Problem to solve:
Copy the records from the line containing "Exercise. Identify every instance of the white house" through the end of the records, requests included, and shift each point coordinate in those answers by adding 135 to it.

--- start Data records ---

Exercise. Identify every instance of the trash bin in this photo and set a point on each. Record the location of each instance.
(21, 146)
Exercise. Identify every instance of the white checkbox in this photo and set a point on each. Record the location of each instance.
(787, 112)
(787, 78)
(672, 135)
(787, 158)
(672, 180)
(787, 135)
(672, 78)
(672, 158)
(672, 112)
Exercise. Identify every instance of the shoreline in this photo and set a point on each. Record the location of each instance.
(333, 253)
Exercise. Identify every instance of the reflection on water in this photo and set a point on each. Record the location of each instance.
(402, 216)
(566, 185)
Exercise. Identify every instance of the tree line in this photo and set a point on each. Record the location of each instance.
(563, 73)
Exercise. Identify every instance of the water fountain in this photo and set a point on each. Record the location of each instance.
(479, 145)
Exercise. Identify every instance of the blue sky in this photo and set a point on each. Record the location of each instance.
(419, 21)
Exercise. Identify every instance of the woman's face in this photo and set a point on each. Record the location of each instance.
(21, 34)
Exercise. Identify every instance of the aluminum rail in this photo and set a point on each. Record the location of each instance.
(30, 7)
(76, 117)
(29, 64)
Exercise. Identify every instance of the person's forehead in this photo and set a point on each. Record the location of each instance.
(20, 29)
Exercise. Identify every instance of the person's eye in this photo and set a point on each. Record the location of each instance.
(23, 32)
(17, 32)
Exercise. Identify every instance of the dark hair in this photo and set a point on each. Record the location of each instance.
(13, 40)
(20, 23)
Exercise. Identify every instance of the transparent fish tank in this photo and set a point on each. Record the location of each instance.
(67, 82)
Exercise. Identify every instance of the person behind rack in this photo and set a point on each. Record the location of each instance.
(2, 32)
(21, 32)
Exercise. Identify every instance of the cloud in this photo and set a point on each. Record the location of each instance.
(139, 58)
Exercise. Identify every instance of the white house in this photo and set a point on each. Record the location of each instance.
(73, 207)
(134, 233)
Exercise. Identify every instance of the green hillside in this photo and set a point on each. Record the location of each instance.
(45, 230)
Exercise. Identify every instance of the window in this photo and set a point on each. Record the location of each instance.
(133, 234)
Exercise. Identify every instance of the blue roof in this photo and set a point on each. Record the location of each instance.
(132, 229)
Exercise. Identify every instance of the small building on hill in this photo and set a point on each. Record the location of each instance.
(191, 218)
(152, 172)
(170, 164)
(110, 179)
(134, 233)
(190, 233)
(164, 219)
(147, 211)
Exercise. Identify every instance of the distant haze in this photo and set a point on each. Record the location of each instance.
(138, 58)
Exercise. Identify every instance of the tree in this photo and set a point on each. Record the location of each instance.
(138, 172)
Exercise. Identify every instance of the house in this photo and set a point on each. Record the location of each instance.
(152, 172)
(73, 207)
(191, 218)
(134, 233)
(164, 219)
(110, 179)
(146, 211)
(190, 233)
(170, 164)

--- end Data records ---

Output of the task:
Exercise. Identify every instance of the white house in this photo and set a point on each. Record the location of each instance.
(208, 342)
(269, 368)
Exercise. Identify every instance of the green hillside in this photo and set a point on each. Record the location of each instance.
(180, 365)
Exercise. Identify every instance of the window in this photo and set a point on each. Record the location of each instance.
(268, 369)
Exercise. Identify every instance of the blue roof in this photo and set a point on each. Record the location of each instance.
(267, 364)
Exercise. Identify every instance of the small building on hill in this photo and set a point on each. Record the location of each instance.
(326, 353)
(287, 307)
(305, 299)
(245, 314)
(269, 368)
(325, 368)
(299, 354)
(282, 346)
Exercise. Identify every instance of the distant haze in this photo and set a point on each. Record the location of each instance.
(273, 193)
Exercise. Identify every instance of the tree in this photo and set a point on each. Record the location of each instance.
(273, 307)
Exercise. Identify every instance of the house in this photo and set a point on each. Record the location of each instance.
(287, 307)
(208, 342)
(326, 353)
(269, 368)
(299, 354)
(245, 314)
(281, 346)
(325, 368)
(305, 299)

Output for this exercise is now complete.